Conocí a Schopenhauer en una biblioteca vacía de Leipzig, donde los libros crujían más fuerte que las voces.
Él estaba solo, claro. Siempre solo.
Receloso.
Aislado como un gato viejo.
Y, sin embargo, irradiaba una especie de dignidad feroz, como si hubiera hecho las paces con su misantropía.
“La felicidad,” me dijo, sin mirarme, “es la ausencia del deseo. Y la soledad, si se entiende bien, es el único terreno fértil para alcanzarla.”
“¿Te refieres a dejar de querer cosas?” le pregunté.
“No. Me refiero a entender que querer ya es sufrir. El amor, el hambre, la ambición, incluso la conversación… todo nace de una carencia. Solo cuando estás solo, realmente solo, puedes detener esa rueda. Y entonces, no eres feliz. Eres libre. Y eso es mucho mejor.”
Lo escuché mientras alimentaba a su perro. Le hablaba más a él que a mí.
Tenía esa mirada que no espera respuestas, porque ya ha demolido todas las que valen la pena.
“¿Y el arte?” le pregunté.
“Una excepción. Por un instante, cuando contemplas belleza sin querer poseerla, el sufrimiento se suspende. Esas son mis vacaciones.”
Se rió. Brevemente.
“Entonces, ¿la soledad es una virtud?”
“La soledad es una limpieza. Una desintoxicación. La mayoría solo teme estar solo porque sin ruido, sin otros, sin máscaras… aparece eso que llaman ‘yo’. Y es un rostro feo el que descubren.”
Antes de irse, me dijo algo que guardo como se guarda una daga: “La vida es un error de la voluntad. Pero si estás solo… al menos no le haces daño a nadie más.”
Y se perdió entre pasillos polvorientos, con su perro como única compañía. Desde entonces, cada vez que alguien me dice que no soporta la soledad, pienso en Arthur.
En su pequeño cuarto, en su silencio autopactado, en su guerra ganada contra el deseo.

════════════════

REQUISITOS DE TAREAS ->
A – Resume el relato sobre Schopenhauer en dos oraciones.
B – Contesta las siguientes preguntas con datos del relato sobre Schopenhauer:
(i) ¿En qué ciudad se encuentra la biblioteca del encuentro?
(ii) ¿Qué señala Schopenhauer como excepción al sufrimiento?
(iii) ¿Qué única compañía lleva al perderse entre los pasillos polvorientos?
C – Retoma el relato sobre Schopenhauer y continúalo a partir de su última oración.

════════════════

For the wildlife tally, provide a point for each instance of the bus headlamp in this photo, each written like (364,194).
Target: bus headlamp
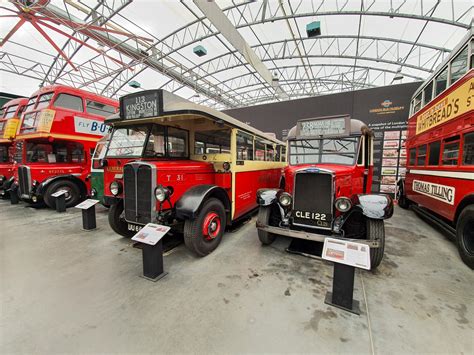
(343,204)
(115,188)
(285,199)
(161,193)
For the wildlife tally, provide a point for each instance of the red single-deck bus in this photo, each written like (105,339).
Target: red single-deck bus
(439,181)
(176,163)
(58,133)
(9,121)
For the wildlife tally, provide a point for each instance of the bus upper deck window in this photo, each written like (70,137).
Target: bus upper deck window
(417,103)
(70,102)
(468,149)
(421,157)
(412,156)
(459,66)
(441,81)
(428,91)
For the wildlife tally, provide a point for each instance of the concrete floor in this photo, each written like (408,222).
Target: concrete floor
(63,290)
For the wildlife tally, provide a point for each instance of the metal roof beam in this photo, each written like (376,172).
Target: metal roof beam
(227,29)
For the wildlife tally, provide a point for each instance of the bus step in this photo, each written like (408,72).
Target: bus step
(435,221)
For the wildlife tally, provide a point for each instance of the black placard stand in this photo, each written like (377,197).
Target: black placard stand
(153,261)
(88,219)
(61,203)
(13,197)
(343,289)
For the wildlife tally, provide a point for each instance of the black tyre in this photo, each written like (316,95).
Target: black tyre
(465,235)
(403,202)
(73,194)
(117,221)
(264,217)
(203,234)
(376,231)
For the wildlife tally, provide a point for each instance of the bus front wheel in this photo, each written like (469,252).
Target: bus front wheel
(73,193)
(203,234)
(376,231)
(465,235)
(116,221)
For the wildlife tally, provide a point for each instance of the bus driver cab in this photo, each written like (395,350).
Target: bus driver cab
(326,189)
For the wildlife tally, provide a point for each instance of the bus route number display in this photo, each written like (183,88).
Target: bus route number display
(140,106)
(323,127)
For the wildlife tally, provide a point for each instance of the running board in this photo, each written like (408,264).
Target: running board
(430,218)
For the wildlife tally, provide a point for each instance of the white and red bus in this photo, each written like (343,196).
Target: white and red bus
(439,180)
(9,121)
(176,163)
(58,133)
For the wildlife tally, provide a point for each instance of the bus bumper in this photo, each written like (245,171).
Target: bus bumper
(287,232)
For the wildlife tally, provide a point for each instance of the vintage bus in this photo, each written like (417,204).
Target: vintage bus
(57,136)
(176,163)
(97,170)
(326,189)
(439,181)
(9,121)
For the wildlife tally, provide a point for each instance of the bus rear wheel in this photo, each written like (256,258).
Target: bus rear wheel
(73,193)
(465,236)
(203,234)
(116,221)
(376,231)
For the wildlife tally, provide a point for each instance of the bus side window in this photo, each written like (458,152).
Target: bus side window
(433,155)
(412,156)
(468,149)
(451,151)
(459,66)
(421,157)
(244,146)
(441,81)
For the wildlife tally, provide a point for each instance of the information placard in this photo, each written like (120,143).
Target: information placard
(141,105)
(317,127)
(151,234)
(59,193)
(348,253)
(85,205)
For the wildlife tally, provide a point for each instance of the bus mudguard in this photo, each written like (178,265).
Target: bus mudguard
(41,189)
(375,206)
(188,205)
(266,197)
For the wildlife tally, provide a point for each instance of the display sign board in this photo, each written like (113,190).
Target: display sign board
(151,234)
(59,193)
(85,205)
(325,126)
(140,105)
(348,253)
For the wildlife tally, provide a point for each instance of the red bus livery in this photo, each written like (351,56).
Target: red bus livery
(58,133)
(439,182)
(176,163)
(9,122)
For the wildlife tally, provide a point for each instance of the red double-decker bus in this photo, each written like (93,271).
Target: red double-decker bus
(57,136)
(9,121)
(439,181)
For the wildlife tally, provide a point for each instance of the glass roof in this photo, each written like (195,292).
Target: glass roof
(106,44)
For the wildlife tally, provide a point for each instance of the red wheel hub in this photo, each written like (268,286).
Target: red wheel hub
(211,226)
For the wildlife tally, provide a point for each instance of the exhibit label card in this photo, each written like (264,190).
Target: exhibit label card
(151,233)
(348,253)
(85,205)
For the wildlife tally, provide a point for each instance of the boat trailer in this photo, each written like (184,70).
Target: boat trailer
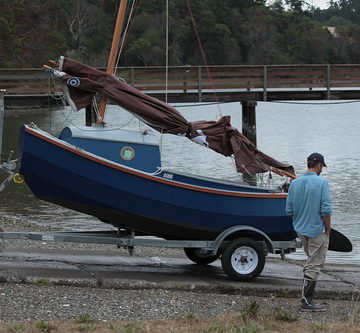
(242,249)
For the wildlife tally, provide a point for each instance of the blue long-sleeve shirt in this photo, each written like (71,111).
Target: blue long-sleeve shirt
(307,202)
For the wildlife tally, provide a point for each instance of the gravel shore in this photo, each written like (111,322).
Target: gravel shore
(46,301)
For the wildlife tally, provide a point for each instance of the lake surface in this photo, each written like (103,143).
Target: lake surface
(287,131)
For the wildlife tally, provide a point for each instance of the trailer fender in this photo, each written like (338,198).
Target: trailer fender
(243,229)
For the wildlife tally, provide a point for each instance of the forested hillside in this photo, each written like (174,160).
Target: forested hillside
(231,32)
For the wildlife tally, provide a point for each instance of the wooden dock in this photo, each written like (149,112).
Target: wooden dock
(29,88)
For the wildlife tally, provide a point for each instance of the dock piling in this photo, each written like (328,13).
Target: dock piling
(2,112)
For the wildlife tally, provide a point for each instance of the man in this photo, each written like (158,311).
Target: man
(309,204)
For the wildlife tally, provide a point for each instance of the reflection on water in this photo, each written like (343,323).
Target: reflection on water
(287,131)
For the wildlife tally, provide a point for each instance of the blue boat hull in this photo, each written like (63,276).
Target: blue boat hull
(128,198)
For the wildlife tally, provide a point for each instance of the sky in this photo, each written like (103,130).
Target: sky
(319,3)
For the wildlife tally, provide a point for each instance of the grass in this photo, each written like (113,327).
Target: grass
(250,319)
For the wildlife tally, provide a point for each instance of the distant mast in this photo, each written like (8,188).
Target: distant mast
(112,56)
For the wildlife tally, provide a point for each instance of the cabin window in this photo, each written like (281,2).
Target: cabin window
(127,153)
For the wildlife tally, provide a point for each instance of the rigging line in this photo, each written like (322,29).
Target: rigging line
(202,104)
(202,53)
(124,35)
(167,51)
(313,103)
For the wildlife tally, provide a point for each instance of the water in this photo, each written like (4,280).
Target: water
(287,131)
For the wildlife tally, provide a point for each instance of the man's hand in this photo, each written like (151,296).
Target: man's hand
(327,222)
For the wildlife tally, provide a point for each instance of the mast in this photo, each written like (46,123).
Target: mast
(112,56)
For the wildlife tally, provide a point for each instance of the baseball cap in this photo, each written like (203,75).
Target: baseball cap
(317,157)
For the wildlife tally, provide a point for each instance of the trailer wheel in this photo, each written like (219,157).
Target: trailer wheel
(200,256)
(243,259)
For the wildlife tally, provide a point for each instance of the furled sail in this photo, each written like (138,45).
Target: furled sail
(81,82)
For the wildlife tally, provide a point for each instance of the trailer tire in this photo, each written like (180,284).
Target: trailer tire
(200,256)
(243,259)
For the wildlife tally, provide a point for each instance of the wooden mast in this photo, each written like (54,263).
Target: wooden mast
(112,56)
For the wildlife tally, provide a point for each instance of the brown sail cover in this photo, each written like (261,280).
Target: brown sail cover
(82,82)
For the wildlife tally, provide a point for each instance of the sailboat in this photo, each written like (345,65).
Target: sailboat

════════════════

RESPUESTAS POR TAREA ->
A – En una biblioteca vacía de Leipzig, Schopenhauer, solitario y mientras alimenta a su perro, sostiene que la felicidad es la ausencia del deseo, que querer ya es sufrir y que solo en la soledad puede detenerse esa rueda, con el arte como excepción en la que el sufrimiento se suspende. Define la soledad como una limpieza, afirma que la vida es un error de la voluntad y, desde entonces, quien narra piensa en él cada vez que alguien dice que no soporta la soledad.

B –
(i) En Leipzig.
(ii) El arte, cuando se contempla la belleza sin querer poseerla.
(iii) Su perro.

C –
Y sonrío.
Porque si incluso él encontró algo parecido a la paz…
Entonces, tal vez, tú también puedas.
¿Qué es el Yo? ¿Qué es existir?
El “yo”…
Esa pequeña palabra que parece contener un universo entero.
Dos letras y una eternidad de confusión.
Una ilusión tan persistente, tan íntima, que muchos prefieren morir antes que cuestionarla.
Conocí a Descartes una noche helada, en un rincón modesto de Holanda. Estaba sentado frente a una chimenea apagada, con los ojos clavados en el humo inexistente. Murmuraba una frase como un mantra: Cogito, ergo sum. Cogito, ergo sum…
“¿Y si no piensas, entonces dejas de ser?” le pregunté, rompiendo el silencio.
“¿Quién eres tú?” me dijo, sin levantar la vista.
“Soy aquel que piensa en lo que piensan los que piensan que existen.”
Me miró. Con una mezcla de horror y curiosidad. Me invitó a sentarme. Conversamos durante horas. Días. Tal vez años.
Descartes buscaba un punto fijo en el universo. Una certeza absoluta. Yo, en cambio, le ofrecía grietas.
Vacíos.
Abismos.
“¿Qué es el yo?” le pregunté.
“Es aquello que duda, que piensa, que se reconoce como pensante.”
“¿Y si no piensa, muere?”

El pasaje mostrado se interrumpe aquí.